- **TASK PROMPT**
Express the rows as a Markdown table with columns Num and Content, one table row per line and blank lines left out. Begin at the line that contains "Definition first: for each instance of the man in red" and stop after the line that contains "[[1214, 388]]".

- **LISTING**

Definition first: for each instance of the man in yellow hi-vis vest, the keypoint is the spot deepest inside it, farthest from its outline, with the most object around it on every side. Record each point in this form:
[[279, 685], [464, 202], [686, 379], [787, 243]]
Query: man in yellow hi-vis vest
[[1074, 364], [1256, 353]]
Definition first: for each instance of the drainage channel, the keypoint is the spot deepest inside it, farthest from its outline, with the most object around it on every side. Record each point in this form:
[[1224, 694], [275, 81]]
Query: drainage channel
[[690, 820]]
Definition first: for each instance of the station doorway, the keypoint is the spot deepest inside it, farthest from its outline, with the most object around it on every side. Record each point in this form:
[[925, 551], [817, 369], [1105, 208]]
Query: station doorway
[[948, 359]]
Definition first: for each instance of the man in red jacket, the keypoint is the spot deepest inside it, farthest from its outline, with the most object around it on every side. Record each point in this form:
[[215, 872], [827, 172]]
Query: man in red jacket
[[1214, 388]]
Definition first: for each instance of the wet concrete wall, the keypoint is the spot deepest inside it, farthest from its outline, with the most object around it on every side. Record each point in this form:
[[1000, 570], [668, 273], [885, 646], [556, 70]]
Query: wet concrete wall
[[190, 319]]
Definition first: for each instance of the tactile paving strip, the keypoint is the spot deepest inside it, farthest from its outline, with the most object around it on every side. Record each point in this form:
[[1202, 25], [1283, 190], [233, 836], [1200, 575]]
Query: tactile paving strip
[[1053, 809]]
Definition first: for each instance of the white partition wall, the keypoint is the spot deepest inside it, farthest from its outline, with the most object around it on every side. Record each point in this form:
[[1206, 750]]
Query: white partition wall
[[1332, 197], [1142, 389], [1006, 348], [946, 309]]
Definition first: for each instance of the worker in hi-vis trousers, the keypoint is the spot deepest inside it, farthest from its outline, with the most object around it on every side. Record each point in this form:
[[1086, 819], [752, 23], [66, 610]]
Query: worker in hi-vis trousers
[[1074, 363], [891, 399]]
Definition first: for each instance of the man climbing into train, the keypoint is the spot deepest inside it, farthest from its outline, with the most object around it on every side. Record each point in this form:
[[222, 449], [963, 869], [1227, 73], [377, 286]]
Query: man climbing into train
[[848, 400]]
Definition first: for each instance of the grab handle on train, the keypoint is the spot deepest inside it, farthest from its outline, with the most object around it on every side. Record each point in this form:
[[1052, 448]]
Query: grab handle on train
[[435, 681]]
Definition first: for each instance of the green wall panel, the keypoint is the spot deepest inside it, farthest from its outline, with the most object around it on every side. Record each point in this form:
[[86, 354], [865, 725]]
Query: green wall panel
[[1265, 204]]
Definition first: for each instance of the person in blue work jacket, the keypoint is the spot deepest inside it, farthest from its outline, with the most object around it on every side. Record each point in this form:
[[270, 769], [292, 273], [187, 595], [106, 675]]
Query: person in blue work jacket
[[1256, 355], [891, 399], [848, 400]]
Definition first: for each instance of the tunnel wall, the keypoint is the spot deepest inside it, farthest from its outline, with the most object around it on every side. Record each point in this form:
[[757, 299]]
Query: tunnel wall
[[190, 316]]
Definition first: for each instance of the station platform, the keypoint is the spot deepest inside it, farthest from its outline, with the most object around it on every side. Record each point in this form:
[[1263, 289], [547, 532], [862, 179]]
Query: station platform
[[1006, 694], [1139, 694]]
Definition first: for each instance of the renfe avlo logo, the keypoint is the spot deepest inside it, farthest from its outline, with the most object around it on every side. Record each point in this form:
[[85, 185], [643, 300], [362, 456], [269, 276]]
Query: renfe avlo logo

- **RESPONSE FOR THIS EXERCISE**
| Num | Content |
|---|---|
| 1 | Definition first: for each instance of the man in red jacket, the keypoint is the spot deepest inside it, farthest from its outline, with the most object around it on every side. Record each point in this form: |
| 2 | [[215, 872], [827, 172]] |
| 3 | Query: man in red jacket |
| 4 | [[1214, 388]] |